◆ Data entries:

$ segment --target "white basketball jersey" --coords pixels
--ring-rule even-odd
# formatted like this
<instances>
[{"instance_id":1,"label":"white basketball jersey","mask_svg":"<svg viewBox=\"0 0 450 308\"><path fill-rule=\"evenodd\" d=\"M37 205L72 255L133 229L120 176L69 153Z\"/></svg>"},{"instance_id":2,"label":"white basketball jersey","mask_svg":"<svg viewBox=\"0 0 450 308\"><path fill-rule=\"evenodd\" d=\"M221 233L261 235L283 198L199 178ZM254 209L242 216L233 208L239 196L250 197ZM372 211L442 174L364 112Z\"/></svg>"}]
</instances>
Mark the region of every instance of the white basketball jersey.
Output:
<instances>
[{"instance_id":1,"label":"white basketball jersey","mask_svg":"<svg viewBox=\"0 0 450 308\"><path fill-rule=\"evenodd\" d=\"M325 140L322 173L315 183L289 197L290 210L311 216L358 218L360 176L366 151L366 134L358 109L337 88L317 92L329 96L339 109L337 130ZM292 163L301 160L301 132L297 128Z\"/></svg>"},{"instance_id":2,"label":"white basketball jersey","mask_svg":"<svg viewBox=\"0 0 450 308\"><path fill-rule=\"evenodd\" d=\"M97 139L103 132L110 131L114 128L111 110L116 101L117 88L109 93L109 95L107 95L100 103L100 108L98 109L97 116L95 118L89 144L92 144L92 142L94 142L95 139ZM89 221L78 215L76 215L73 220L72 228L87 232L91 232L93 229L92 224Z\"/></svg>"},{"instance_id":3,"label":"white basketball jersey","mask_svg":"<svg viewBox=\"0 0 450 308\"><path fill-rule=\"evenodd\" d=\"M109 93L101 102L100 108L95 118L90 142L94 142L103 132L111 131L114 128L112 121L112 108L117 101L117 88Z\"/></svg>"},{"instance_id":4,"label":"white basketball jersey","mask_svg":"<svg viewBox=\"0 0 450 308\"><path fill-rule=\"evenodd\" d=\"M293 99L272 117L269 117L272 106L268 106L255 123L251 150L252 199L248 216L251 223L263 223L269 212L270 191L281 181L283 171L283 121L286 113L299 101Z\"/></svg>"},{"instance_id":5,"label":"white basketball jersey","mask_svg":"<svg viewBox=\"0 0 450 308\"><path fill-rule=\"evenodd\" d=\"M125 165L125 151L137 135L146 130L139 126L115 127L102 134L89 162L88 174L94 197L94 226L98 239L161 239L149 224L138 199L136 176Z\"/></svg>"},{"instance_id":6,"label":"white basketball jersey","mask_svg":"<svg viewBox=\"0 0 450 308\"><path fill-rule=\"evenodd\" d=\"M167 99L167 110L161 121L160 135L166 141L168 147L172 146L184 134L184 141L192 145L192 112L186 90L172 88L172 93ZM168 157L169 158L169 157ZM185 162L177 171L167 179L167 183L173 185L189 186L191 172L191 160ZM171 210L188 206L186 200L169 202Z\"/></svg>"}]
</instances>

◆ What you should do: In full and word for word, write out the data above.

◆ Response area:
$ segment --target "white basketball jersey" --coords pixels
--ring-rule even-odd
# formatted like this
<instances>
[{"instance_id":1,"label":"white basketball jersey","mask_svg":"<svg viewBox=\"0 0 450 308\"><path fill-rule=\"evenodd\" d=\"M37 205L72 255L133 229L120 176L69 153Z\"/></svg>"},{"instance_id":2,"label":"white basketball jersey","mask_svg":"<svg viewBox=\"0 0 450 308\"><path fill-rule=\"evenodd\" d=\"M221 233L261 235L283 198L199 178ZM254 209L242 216L233 208L239 196L250 197ZM372 211L442 174L364 112Z\"/></svg>"}]
</instances>
Mark the region of every instance of the white basketball jersey.
Output:
<instances>
[{"instance_id":1,"label":"white basketball jersey","mask_svg":"<svg viewBox=\"0 0 450 308\"><path fill-rule=\"evenodd\" d=\"M325 140L322 173L315 183L289 197L290 210L311 216L358 218L360 176L366 151L366 134L358 109L337 88L317 92L329 96L339 109L337 130ZM292 163L301 160L301 132L297 128Z\"/></svg>"},{"instance_id":2,"label":"white basketball jersey","mask_svg":"<svg viewBox=\"0 0 450 308\"><path fill-rule=\"evenodd\" d=\"M97 139L103 132L110 131L114 128L111 110L116 101L117 88L109 93L109 95L107 95L100 103L100 108L98 109L97 116L95 118L89 144L92 144L92 142L94 142L95 139ZM89 221L78 215L76 215L73 220L72 228L87 232L91 232L93 229L92 224Z\"/></svg>"},{"instance_id":3,"label":"white basketball jersey","mask_svg":"<svg viewBox=\"0 0 450 308\"><path fill-rule=\"evenodd\" d=\"M109 93L101 102L100 108L95 118L90 142L94 142L103 132L111 131L114 128L112 121L112 108L117 101L117 88Z\"/></svg>"},{"instance_id":4,"label":"white basketball jersey","mask_svg":"<svg viewBox=\"0 0 450 308\"><path fill-rule=\"evenodd\" d=\"M293 99L272 117L269 117L272 106L268 106L255 123L251 150L252 199L248 216L251 223L263 223L269 212L270 191L281 181L283 171L283 121L286 113L299 101Z\"/></svg>"},{"instance_id":5,"label":"white basketball jersey","mask_svg":"<svg viewBox=\"0 0 450 308\"><path fill-rule=\"evenodd\" d=\"M125 165L125 151L137 135L146 130L139 126L115 127L102 134L89 162L88 174L94 197L94 226L98 239L161 239L149 224L138 199L136 176Z\"/></svg>"},{"instance_id":6,"label":"white basketball jersey","mask_svg":"<svg viewBox=\"0 0 450 308\"><path fill-rule=\"evenodd\" d=\"M167 99L167 110L161 121L160 135L166 141L168 147L172 146L184 134L184 141L192 145L192 112L186 90L172 88L172 93ZM168 157L169 158L169 157ZM185 162L177 171L167 179L167 183L173 185L189 186L191 172L191 160ZM171 210L188 206L186 200L169 202Z\"/></svg>"}]
</instances>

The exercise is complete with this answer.